*YOUR OBJECTIVE:* Put the records below into a Markdown table with two columns, No. and Text, giving each nonblank line its own numbered row. Leave the pictures out.

>>>>

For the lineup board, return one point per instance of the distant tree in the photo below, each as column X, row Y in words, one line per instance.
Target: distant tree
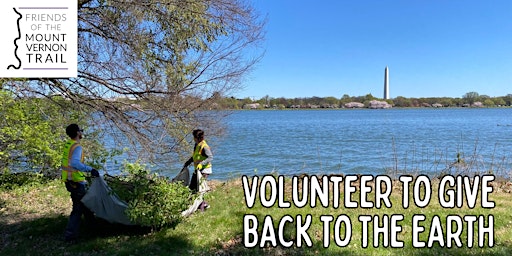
column 171, row 56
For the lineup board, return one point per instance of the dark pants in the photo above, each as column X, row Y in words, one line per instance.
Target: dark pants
column 77, row 191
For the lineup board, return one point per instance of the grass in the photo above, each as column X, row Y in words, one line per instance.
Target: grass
column 33, row 218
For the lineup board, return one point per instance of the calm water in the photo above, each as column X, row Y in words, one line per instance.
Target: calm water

<<<<

*THE RESPONSE:*
| No. | Text |
|---|---|
| 1 | For the lineup board, return one point per instance of the distant tree in the photo below, each as column X, row Y in words, one line per instance. |
| 2 | Target: distant tree |
| 3 | column 171, row 56 |
| 4 | For the lineup board, return one point per instance of the dark pants in the photo above, each as column X, row Y in words, one line per instance. |
| 5 | Target: dark pants |
| 6 | column 77, row 191 |
| 7 | For the lineup board, return one point per instance of the grass in the photo above, each as column X, row Y in words, one line per instance. |
| 8 | Target: grass |
| 9 | column 33, row 218 |
| 10 | For the lineup board, return one point per instance of the calm water in the photo above, each as column X, row Y in words, one line per instance. |
| 11 | Target: calm water |